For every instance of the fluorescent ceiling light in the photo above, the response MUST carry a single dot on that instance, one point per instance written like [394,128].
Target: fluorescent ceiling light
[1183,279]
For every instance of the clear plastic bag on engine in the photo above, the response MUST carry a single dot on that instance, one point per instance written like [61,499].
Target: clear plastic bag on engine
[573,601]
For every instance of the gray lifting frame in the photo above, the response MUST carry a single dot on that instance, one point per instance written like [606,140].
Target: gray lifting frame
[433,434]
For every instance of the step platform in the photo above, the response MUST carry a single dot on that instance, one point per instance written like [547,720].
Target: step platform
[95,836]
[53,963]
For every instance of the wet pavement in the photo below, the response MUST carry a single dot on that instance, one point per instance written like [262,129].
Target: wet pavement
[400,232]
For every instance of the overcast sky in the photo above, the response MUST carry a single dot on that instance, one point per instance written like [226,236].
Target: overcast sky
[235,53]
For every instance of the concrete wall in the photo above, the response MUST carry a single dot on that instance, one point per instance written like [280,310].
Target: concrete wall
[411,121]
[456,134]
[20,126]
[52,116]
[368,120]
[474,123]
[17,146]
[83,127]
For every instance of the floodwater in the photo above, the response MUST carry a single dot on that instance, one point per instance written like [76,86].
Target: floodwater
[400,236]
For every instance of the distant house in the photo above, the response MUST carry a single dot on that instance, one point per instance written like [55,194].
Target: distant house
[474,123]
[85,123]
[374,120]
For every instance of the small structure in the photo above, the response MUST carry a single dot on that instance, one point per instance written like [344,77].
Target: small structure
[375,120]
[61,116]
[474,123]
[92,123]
==*==
## WRITTEN INSTRUCTION
Rewrite every line of the listing, requests included, starting with the line containing "For every instance of the concrete" and continuing through the end of the listing. Shift each number in the answer coordinates up by 43.

## REPLY TO THE TASK
For every instance of the concrete wall in the photo above, the response MUST carry a single dot on that instance, one point per instance written like [280,310].
Target: concrete wall
[454,164]
[499,177]
[63,169]
[95,159]
[411,163]
[517,166]
[60,189]
[126,170]
For every instance of the floodwater in the photo above, the response MUST carry a single dot on that instance, one point per instance written like [76,86].
Target: floodwater
[443,279]
For every instance of the distant house in the photo above, the response MUST carry a single dot on that instance, one point per instance written like [55,194].
Target: distant house
[517,166]
[128,166]
[417,163]
For every instance of the small structure in the photo above, the response MUST carry a single dot on that instance, one point per instance written like [344,77].
Target: small structure
[418,163]
[104,159]
[517,166]
[135,166]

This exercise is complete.